[PROBLEM]:
Would you repeat every line below exactly, please?

[RECORDS SUPPLIED]:
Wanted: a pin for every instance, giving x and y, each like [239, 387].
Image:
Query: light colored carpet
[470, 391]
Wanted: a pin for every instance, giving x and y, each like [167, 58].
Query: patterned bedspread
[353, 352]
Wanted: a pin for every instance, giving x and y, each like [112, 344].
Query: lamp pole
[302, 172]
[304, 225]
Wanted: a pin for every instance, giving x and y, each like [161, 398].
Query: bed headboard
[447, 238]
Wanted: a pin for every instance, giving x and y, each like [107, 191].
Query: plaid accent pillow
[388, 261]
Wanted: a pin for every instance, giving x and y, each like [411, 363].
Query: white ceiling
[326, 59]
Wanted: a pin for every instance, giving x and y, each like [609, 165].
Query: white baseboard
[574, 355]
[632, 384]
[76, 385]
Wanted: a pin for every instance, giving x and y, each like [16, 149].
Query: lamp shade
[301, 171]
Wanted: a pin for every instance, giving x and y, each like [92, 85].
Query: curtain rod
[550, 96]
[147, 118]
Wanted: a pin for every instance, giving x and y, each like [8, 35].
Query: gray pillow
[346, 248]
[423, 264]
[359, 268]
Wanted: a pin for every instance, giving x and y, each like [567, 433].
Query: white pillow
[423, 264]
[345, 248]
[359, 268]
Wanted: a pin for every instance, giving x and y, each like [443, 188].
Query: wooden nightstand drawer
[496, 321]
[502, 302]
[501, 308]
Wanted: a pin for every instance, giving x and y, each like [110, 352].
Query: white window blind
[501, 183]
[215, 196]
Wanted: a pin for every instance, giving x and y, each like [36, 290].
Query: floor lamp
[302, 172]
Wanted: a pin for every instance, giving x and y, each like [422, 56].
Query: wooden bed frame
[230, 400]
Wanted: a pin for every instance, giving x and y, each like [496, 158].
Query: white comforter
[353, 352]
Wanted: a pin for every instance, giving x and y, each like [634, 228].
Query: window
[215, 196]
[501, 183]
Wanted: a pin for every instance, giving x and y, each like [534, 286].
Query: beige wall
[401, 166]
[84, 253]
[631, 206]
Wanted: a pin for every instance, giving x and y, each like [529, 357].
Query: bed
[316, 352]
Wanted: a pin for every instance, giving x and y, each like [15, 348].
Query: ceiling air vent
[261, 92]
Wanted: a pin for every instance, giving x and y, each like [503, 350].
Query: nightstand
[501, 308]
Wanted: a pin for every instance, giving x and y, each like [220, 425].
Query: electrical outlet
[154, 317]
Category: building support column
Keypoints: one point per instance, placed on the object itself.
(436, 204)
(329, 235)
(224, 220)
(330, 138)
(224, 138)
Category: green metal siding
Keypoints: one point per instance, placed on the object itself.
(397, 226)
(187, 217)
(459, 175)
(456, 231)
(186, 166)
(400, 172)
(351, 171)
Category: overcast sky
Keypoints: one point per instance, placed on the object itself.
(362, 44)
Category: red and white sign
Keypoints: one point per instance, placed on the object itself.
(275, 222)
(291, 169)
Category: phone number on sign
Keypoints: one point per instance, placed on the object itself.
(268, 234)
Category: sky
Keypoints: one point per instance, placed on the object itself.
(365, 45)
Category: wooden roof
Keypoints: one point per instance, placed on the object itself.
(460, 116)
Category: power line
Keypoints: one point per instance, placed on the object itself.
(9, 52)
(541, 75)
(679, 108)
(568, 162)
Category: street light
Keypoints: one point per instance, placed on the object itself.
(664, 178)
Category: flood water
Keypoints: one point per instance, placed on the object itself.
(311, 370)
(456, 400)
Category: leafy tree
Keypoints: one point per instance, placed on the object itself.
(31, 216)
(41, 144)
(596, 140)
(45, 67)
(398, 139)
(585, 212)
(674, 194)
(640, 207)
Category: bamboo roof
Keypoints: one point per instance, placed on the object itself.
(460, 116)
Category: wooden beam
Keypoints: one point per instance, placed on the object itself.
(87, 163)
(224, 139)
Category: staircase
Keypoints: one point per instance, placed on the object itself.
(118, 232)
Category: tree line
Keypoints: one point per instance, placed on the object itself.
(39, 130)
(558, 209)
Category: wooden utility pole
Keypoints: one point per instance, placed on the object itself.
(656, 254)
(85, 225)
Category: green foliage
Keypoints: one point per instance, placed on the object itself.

[YOUR SOLUTION]:
Wanted: a pin for every instance, giving x and y, each like [239, 387].
Image:
Query: light colored carpet
[470, 391]
Wanted: a pin for every instance, giving x and y, each like [167, 58].
Query: patterned bedspread
[353, 352]
Wanted: a pin for every instance, giving x and y, each like [112, 344].
Query: lamp pole
[302, 172]
[304, 225]
Wanted: a pin for every instance, giving x and y, each like [161, 398].
Query: bed headboard
[447, 238]
Wanted: a pin for every instance, giving x and y, each like [107, 191].
Query: plaid accent pillow
[388, 261]
Wanted: a pin for every instance, giving x and y, each like [411, 363].
Query: white ceiling
[326, 59]
Wanted: a pin for every instance, giving x and y, each like [609, 165].
Query: white baseboard
[574, 355]
[632, 384]
[76, 385]
Wanted: a pin for every instance, giving x and y, each like [16, 149].
Query: lamp shade
[301, 171]
Wanted: a pin for every instance, giving x and y, each like [92, 85].
Query: curtain rod
[550, 96]
[147, 118]
Wanted: a pin for every instance, giving x and y, each like [8, 35].
Query: gray pillow
[346, 248]
[423, 264]
[359, 268]
Wanted: a pin for every instance, giving x and y, each like [567, 433].
Query: white pillow
[423, 264]
[345, 248]
[359, 268]
Wanted: a pin for every instance, giving x and y, each like [443, 188].
Query: wooden nightstand drawer
[496, 321]
[502, 302]
[501, 308]
Wanted: a pin for every instance, giving x and y, each like [110, 352].
Query: white window blind
[501, 183]
[215, 196]
Wanted: a pin for every instance, giving x and y, each like [36, 290].
Query: floor lamp
[302, 172]
Wanted: a pin for every instance, giving x and y, each like [422, 56].
Query: wooden bed frame
[230, 400]
Wanted: a pin for every instance, giving x and y, each like [496, 158].
Query: white comforter
[353, 352]
Wanted: a pin for every instance, giving x and y, each like [634, 228].
Query: window
[215, 196]
[501, 183]
Wanted: a pin for every instance, giving x and y, each like [534, 286].
Query: beige wall
[401, 166]
[84, 253]
[631, 206]
Wanted: a pin for every instance, giving x and y, each like [529, 357].
Query: bed
[316, 352]
Wanted: a pin for every instance, giving x and y, each like [15, 348].
Query: ceiling air vent
[261, 92]
Wanted: a pin for every instance, giving x and y, each like [503, 350].
Query: nightstand
[501, 308]
Wanted: a pin for every instance, giving x and y, each like [220, 425].
Query: electrical outlet
[154, 317]
Category: building support column
Keypoints: one point per instance, placed on the object itself.
(436, 204)
(329, 235)
(224, 220)
(330, 138)
(224, 138)
Category: green metal siding
Keypoints: one point per instance, placed on the object itself.
(397, 226)
(187, 217)
(459, 175)
(456, 231)
(186, 166)
(400, 172)
(351, 171)
Category: overcast sky
Keypoints: one point per instance, placed on the object itself.
(362, 44)
Category: red and white sign
Keypoints: one point per instance, placed on the object itself.
(275, 222)
(291, 169)
Category: phone number on sign
Keypoints: one point per instance, placed on the object itself.
(268, 234)
Category: sky
Keypoints: one point per instance, placed on the object itself.
(365, 45)
Category: wooden roof
Keypoints: one point per instance, placed on the object itself.
(460, 116)
Category: power line
Keypoints: one point per instance, placed on the object itself.
(9, 52)
(541, 75)
(679, 108)
(568, 162)
Category: street light
Keypoints: one point per instance, placed on the object itself.
(664, 178)
Category: flood water
Keypoints: one point per instance, placed on the object itself.
(311, 370)
(456, 400)
Category: leafy tree
Keypoints: one point per instance, placed on the object itself.
(31, 216)
(41, 144)
(596, 140)
(45, 67)
(398, 139)
(585, 212)
(674, 194)
(640, 207)
Category: bamboo roof
Keypoints: one point per instance, placed on the object itself.
(460, 116)
Category: wooden beam
Keypoints: one point per instance, placed on the object itself.
(87, 163)
(224, 139)
Category: staircase
Keypoints: one point per instance, placed on the object itself.
(118, 232)
Category: tree line
Keypoints: one point per instance, placed on the object itself.
(39, 130)
(558, 209)
Category: wooden utility pole
Keypoints: one point per instance, placed on the object itself.
(656, 254)
(85, 225)
Category: green foliage
Keypoints: one point per instance, placed on the object itself.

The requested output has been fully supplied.